Michigan Court of Appeals; Docket #360135; Unpublished
Judges Cavanagh, Boonstra, and Riordan; Per Curiam
Official Michigan Reporter Citation: Not Applicable; Link to Opinion
Accord and Satisfaction
In this unanimous, unpublished, per curiam decision, the Court of Appeals affirmed the trial court’s summary disposition order dismissing Plaintiff Erica Fisher’s automobile negligence action against Defendants Chakira Lekeish Calcote and Mark Calcote. After Fisher was rear-ended by Chakira Calcote, the Calcotes’ automobile insurer, Progressive, called Fisher to purportedly negotiate a settlement of any bodily injury claims Fisher might have arising out of the accident. After the call, Progressive mailed Fisher a $1,500 check—which Fisher later cashed—accompanied by a document titled, “Advice of Payment[,]” which stated that the $1,500 payment constituted a full and final settlement of Fisher’s claims against the Calcotes. Given the language in the “Advice of Payment” document, the Court of Appeals held that the $1,500 payment constituted an accord and satisfaction of Fisher’s bodily injury liability claim(s) against the Calcotes, thereby barring Fisher from proceeding with the automobile negligence action.
In February of 2018, Erica Fisher was stopped at a red light when Chakira Lekeish Calcote (driving a vehicle owned by Mark Calcote) rear-ended her. Approximately three weeks after the crash, Doug Jones, a representative for Progressive, the Calcotes’ insurer, called Fisher to—according to his later testimony—negotiate a settlement of any bodily injury liability claims she might have against the Calcotes. Fisher disputed Jones’s contention regarding the subject of the call, but regardless, Progressive thereafter mailed a $1,500 check to Fisher. The check itself did not contain any language to indicate that it was a full and final settlement of Fisher’s claims, but an accompanying document titled “Advice of Payment” did: that document contained Fisher’s name and address, the date of loss, Fisher’s claim number, and the phrase, “Full and Final Settlement of all Bodily Injury Claims Individually and Jointly.” In March of 2018, Fisher cashed the check and deposited the funds in her bank account, but then almost three years later—in February of 2021—Fisher filed an auto negligence action against the Calcotes. The Calcotes moved for summary disposition on the basis that the $1,500 payment constituted an accord and satisfaction of Fisher’s claims, and the trial court ultimately agreed, granting summary disposition in their favor.

* * * * * * * * *

- _Stated exercise 1_:
Convert the part of the rows that opens with the line containing "plank in the photo above." and runs through the end of the rows into a Markdown table with the columns Line No. and Row Text, omitting blank lines.

* * * * * * * * *

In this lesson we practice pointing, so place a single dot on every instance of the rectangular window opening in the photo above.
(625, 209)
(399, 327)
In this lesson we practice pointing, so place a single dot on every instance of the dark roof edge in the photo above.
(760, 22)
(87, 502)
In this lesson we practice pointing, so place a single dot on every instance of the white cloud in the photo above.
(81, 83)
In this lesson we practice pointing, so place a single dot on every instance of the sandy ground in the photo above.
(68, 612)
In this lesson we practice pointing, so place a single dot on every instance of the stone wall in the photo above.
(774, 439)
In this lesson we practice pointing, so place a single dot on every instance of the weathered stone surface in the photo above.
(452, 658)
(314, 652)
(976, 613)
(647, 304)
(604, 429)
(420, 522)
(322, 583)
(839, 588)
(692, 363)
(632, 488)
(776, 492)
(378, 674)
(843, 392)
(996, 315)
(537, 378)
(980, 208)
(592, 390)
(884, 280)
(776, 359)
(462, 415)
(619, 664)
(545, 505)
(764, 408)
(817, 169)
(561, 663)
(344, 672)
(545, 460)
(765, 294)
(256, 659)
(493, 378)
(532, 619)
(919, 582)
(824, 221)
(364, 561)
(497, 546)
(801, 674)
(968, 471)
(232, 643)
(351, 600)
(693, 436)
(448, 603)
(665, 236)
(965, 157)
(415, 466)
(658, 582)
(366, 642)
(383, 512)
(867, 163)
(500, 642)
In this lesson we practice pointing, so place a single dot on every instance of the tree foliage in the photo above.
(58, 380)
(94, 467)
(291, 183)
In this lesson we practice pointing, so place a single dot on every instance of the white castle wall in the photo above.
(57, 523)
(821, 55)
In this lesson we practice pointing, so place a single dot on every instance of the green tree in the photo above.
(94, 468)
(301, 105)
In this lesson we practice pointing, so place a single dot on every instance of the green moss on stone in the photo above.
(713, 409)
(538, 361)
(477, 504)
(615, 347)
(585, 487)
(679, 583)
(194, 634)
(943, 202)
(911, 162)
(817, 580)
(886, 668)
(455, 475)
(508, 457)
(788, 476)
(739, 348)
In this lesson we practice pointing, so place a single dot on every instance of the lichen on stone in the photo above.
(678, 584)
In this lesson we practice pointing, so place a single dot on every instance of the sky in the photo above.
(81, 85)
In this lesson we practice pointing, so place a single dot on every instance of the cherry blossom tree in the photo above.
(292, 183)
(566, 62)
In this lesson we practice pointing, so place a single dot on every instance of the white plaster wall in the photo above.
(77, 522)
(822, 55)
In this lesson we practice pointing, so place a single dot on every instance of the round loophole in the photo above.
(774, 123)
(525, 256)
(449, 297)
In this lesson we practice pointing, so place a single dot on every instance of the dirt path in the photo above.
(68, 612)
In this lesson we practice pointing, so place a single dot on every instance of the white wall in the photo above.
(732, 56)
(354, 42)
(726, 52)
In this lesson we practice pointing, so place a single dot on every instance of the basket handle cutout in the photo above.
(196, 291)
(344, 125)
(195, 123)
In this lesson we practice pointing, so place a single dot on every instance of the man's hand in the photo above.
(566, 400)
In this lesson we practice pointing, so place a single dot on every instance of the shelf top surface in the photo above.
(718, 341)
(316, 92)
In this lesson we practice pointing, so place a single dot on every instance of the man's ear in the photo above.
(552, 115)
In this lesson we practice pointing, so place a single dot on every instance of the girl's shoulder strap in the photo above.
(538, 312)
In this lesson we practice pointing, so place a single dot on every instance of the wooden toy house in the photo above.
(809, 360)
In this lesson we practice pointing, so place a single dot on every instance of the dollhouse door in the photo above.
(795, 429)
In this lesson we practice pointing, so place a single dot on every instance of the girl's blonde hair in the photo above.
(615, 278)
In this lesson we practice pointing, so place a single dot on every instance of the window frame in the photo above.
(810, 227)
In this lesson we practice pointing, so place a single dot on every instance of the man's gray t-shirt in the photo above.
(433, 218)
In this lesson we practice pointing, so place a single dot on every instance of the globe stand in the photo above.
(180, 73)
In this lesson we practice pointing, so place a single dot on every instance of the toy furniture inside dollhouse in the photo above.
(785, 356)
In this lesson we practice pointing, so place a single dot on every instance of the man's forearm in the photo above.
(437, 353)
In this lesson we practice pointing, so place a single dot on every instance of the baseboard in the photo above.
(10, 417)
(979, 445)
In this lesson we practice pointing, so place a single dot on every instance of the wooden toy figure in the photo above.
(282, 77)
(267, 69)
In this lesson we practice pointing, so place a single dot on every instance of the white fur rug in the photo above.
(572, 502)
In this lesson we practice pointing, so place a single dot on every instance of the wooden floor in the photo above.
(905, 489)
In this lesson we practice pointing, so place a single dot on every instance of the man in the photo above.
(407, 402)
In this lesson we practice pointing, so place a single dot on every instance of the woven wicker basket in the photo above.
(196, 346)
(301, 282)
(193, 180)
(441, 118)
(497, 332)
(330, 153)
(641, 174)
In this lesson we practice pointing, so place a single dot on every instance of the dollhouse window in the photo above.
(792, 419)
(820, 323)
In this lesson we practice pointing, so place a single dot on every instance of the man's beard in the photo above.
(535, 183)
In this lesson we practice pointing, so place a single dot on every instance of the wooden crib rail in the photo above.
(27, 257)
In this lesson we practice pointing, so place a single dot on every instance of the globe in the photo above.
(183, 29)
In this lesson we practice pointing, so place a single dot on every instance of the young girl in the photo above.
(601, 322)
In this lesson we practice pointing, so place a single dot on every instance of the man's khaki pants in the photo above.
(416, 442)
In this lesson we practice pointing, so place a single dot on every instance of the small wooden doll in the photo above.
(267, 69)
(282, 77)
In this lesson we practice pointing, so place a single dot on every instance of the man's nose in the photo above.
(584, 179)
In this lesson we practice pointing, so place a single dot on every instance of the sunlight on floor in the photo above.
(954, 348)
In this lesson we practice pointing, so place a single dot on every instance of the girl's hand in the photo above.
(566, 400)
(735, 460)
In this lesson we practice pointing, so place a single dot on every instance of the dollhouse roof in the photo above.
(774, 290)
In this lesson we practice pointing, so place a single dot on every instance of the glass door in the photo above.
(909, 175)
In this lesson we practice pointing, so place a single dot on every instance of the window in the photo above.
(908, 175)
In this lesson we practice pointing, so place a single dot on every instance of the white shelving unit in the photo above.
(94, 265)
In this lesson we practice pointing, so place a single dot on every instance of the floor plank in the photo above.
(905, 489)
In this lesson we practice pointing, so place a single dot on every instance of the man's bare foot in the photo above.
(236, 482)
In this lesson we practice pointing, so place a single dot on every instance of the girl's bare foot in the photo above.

* * * * * * * * *

- _Stated exercise 2_:
Carry on the summary of the accord and satisfaction case against the Calcotes from the point where it stops.

- _Written answer 1_:
| Line No. | Row Text |
|---|---|
| 1 | In this lesson we practice pointing, so place a single dot on every instance of the floor plank in the photo above. |
| 2 | (905, 489) |
| 3 | In this lesson we practice pointing, so place a single dot on every instance of the man's bare foot in the photo above. |
| 4 | (236, 482) |
| 5 | In this lesson we practice pointing, so place a single dot on every instance of the girl's bare foot in the photo above. |

- _Written answer 2_:
The Court of Appeals affirmed the trial court’s summary disposition order, holding that—given the language in the “Advice of Payment” document—the $1,500 payment constituted an accord and satisfaction of Fisher’s claims against the Calcotes. The Court observed that the elements of an accord and satisfaction are set forth in MCL 440.3311, which provides, in relevant part:
‘(1) If a person against whom a claim is asserted proves that (i) that person in good faith tendered an instrument to the claimant as full satisfaction of the claim, (ii) the amount of the claim was unliquidated or subject to a bona fide dispute, and (iii) the claimant obtained payment of the instrument, the following subsections apply.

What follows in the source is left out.